Count how many lines in the rows below contain the word "white". Reply with the number alone.

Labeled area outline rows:
(begin)
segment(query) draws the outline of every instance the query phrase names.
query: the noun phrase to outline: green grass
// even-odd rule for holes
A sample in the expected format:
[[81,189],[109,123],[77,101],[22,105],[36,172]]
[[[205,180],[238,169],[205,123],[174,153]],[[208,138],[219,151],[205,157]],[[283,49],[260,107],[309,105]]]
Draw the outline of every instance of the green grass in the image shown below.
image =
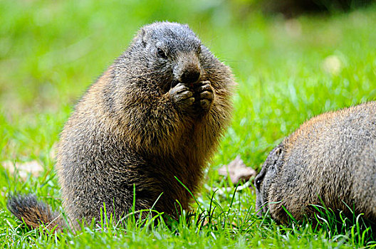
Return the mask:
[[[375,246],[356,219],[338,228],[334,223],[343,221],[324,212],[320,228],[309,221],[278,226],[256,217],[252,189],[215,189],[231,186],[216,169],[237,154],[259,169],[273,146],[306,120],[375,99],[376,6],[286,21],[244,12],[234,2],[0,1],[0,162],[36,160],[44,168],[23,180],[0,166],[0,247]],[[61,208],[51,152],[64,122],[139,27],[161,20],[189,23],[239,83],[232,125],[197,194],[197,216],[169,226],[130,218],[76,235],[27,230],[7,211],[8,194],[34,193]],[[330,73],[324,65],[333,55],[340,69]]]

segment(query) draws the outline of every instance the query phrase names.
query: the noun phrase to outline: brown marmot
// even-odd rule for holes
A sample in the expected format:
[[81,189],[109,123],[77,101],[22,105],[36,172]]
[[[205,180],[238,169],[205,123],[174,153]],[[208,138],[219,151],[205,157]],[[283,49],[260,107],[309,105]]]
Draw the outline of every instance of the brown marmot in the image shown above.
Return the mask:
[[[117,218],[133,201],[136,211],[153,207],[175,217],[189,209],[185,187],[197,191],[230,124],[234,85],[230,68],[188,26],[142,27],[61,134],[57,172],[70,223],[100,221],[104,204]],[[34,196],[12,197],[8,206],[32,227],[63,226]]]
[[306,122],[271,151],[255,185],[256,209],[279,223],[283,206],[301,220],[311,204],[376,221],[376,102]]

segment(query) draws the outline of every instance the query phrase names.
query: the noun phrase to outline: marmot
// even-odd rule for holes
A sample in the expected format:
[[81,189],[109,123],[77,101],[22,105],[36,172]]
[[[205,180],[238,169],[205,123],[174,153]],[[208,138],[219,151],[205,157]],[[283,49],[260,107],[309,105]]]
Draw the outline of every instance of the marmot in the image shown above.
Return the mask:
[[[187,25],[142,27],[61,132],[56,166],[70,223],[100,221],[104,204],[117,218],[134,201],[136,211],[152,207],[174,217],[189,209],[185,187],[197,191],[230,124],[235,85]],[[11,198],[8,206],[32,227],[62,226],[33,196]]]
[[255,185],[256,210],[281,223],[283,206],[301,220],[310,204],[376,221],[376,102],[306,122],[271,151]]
(end)
(begin)
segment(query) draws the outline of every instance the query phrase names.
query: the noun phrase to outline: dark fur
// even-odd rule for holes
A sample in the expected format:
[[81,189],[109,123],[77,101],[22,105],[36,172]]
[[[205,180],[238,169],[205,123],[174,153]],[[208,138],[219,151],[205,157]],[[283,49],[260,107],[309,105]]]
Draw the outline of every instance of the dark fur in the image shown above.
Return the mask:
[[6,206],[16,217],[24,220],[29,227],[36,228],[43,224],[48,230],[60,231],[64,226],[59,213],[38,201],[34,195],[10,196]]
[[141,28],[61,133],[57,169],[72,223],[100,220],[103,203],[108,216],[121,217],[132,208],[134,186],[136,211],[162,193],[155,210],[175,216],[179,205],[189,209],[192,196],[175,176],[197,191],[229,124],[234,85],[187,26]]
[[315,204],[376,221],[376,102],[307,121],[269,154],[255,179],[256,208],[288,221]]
(end)
(begin)
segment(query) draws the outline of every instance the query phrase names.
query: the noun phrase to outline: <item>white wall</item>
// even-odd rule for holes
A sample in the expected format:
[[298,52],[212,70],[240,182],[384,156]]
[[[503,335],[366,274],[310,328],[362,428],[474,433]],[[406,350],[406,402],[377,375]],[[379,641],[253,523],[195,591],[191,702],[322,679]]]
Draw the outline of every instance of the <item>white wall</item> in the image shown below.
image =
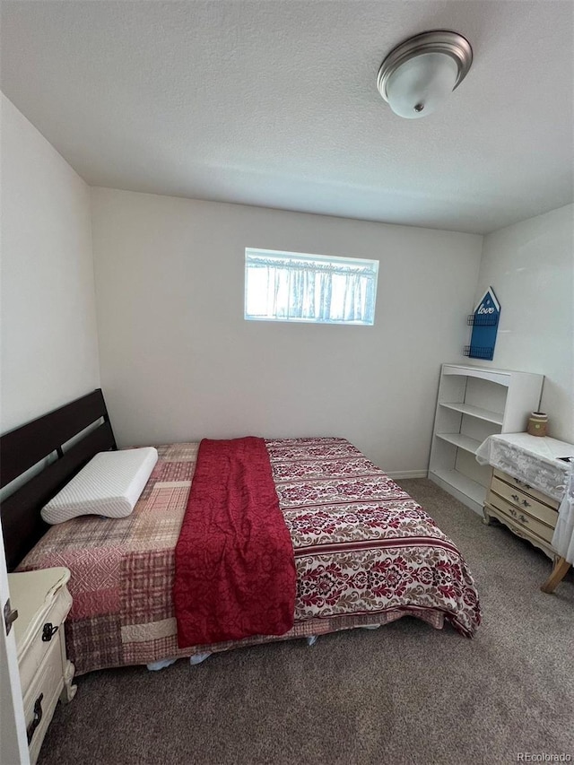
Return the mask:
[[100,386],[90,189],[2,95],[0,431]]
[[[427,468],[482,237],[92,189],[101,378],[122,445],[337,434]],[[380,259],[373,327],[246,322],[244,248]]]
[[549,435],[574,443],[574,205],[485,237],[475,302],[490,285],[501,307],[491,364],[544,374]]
(end)
The reply: 2